BEGIN Supplied passage
Wang Jianwei’s theater piece is based on the true story of a 16-year old boy, who moved from a rural province to the city and struggled to redefine his sense of identity.  Given the choice between an imaginary world and the dystopic reality of today’s chaotic urban environment, the teenager chooses the more appealing fictional world. It is not hard to understand why. The virtual world of video games and pop culture may appear to be  chaotic, but it gives the participant the illusion that he is in control of his own destiny, a gift that reality seldom offers. When the boy’s mother tried to pull him back to real world, he killed her in order to remain in the artificial world of video games.  By then it was not clear that he understood what murder in the physical world actually entails.

Starting from this news event, Wang Jianwei created five short theatrical sketches: a middle-aged man suffers from the indifference of the people around him; a cyclist loses control on his bike; an accident happens in a web bar; a woman, who sells roasted chicken wings,  dies in her booth; a boy wanders down a street alone. The set consists of a number of large wooden crates on the stage and a giant video screen above.  While symbol-filled videos flash on the screen, Wang Jianwei’s actor-dancers climb out of the boxes and perform an erratic ballet, periodically jerking their bodies as if they are experiencing electrical shocks.  If not forewarned, the story line is easy to miss since there is no dialogue or explanation. The movements appear chaotic and at times the dancers seem in danger of colliding with each other, but in fact everything is carefully choreographed and tightly disciplined.

Wang Jianwei’s work has a universality that reaches beyond China, and he makes it clear that this story is about the human condition, not just about what is happening in his homeland. French philosopher-psychoanalyst, Jacques Lacan provided some of the inspiration, and Wang JIanwei is particularly interested in the ideas of Slovenian philosopher, Slavoj Zizek, who was influenced by Lacan’s ideas.  Lacan realized that people use symbolism and imagination in their effort to come to grips with reality, but reality lies beyond the grasp of both imagination and symbolic models. It is, in fact, the void, which is outside the reach of men. Eventually, it becomes clear that the only way to deal with reality is to mimic it with a kind of virtual reality.
END Supplied passage
BEGIN Material provided
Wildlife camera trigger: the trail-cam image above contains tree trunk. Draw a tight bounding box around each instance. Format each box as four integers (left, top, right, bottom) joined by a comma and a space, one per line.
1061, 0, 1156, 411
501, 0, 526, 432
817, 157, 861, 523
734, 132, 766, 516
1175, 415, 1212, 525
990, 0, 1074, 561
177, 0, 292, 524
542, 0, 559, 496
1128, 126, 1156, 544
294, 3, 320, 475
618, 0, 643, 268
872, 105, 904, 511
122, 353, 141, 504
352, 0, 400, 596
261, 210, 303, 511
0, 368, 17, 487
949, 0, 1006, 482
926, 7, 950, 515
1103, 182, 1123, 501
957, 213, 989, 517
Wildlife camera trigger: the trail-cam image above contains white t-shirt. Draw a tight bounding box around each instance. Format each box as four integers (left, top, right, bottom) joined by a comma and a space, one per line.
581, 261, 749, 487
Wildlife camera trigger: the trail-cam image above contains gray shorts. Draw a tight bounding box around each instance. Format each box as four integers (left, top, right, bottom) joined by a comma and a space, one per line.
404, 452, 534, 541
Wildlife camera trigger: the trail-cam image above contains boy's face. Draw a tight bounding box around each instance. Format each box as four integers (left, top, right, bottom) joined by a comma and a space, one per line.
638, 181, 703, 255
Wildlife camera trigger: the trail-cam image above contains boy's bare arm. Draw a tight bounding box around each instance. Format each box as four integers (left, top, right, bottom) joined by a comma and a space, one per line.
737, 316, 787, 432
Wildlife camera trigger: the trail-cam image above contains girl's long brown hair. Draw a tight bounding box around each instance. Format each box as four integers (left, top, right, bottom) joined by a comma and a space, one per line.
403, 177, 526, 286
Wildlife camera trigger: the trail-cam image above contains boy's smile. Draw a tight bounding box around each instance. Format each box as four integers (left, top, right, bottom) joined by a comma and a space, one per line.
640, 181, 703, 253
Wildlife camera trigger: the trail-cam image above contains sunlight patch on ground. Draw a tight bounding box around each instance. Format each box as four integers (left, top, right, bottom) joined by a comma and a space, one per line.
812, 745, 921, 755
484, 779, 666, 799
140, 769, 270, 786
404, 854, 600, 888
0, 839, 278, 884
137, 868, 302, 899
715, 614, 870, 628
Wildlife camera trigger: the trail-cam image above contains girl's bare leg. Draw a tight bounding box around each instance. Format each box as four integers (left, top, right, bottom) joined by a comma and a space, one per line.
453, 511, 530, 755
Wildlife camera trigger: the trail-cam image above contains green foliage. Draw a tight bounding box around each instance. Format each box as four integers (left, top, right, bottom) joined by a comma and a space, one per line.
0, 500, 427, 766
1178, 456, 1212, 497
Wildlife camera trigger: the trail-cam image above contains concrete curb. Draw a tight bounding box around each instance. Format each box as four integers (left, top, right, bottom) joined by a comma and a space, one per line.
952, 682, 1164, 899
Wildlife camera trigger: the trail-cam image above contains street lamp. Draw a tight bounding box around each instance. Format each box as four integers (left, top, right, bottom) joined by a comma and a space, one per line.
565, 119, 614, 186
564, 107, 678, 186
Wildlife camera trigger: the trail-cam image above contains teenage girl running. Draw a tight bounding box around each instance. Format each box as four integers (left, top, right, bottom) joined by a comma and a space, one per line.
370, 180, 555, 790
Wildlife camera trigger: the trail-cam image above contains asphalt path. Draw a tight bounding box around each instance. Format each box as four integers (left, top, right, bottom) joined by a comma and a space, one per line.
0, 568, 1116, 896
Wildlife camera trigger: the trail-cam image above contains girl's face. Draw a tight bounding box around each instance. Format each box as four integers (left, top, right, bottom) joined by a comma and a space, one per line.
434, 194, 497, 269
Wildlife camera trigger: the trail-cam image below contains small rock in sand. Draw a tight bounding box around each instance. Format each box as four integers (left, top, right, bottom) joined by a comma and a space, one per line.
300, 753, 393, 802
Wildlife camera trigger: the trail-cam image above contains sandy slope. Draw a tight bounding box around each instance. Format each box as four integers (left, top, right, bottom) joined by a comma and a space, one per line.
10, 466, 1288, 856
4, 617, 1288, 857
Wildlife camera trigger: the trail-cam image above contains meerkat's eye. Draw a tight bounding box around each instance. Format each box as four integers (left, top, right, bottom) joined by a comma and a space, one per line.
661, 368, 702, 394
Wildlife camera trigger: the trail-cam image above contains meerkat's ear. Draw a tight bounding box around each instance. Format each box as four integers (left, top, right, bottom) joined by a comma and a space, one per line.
END Material provided
■ Direction
Will you reproduce, word for word, the part of the text on Wang Jianwei's theater piece that opens with the words containing "Wang Jianwei’s theater" and closes with "world actually entails."? The records have nothing to do with the text on Wang Jianwei's theater piece.

■ Output for this task
Wang Jianwei’s theater piece is based on the true story of a 16-year old boy, who moved from a rural province to the city and struggled to redefine his sense of identity.  Given the choice between an imaginary world and the dystopic reality of today’s chaotic urban environment, the teenager chooses the more appealing fictional world. It is not hard to understand why. The virtual world of video games and pop culture may appear to be  chaotic, but it gives the participant the illusion that he is in control of his own destiny, a gift that reality seldom offers. When the boy’s mother tried to pull him back to real world, he killed her in order to remain in the artificial world of video games.  By then it was not clear that he understood what murder in the physical world actually entails.